### Exercise directions
Rescale the data below by rewriting every line, with each x and y coordinate in the answer points multiplied by 2.3 and rounded to the nearest whole number, halves rounded up. Keep every other number, including those in the formatting sample, unchanged, and leave the pictures out of your answer.
--- Start Provided records ---
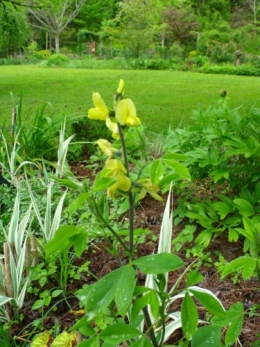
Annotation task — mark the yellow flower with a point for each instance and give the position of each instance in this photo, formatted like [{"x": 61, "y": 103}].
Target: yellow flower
[
  {"x": 106, "y": 147},
  {"x": 117, "y": 170},
  {"x": 113, "y": 127},
  {"x": 100, "y": 111},
  {"x": 121, "y": 87},
  {"x": 126, "y": 113}
]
--- End Provided records ---
### Exercise response
Annotation task — mark the yellow flower with a point for each instance and give the position of each instance in this photo, formatted like [{"x": 61, "y": 103}].
Target: yellow flower
[
  {"x": 244, "y": 338},
  {"x": 269, "y": 391},
  {"x": 260, "y": 292},
  {"x": 230, "y": 255},
  {"x": 278, "y": 200},
  {"x": 290, "y": 260}
]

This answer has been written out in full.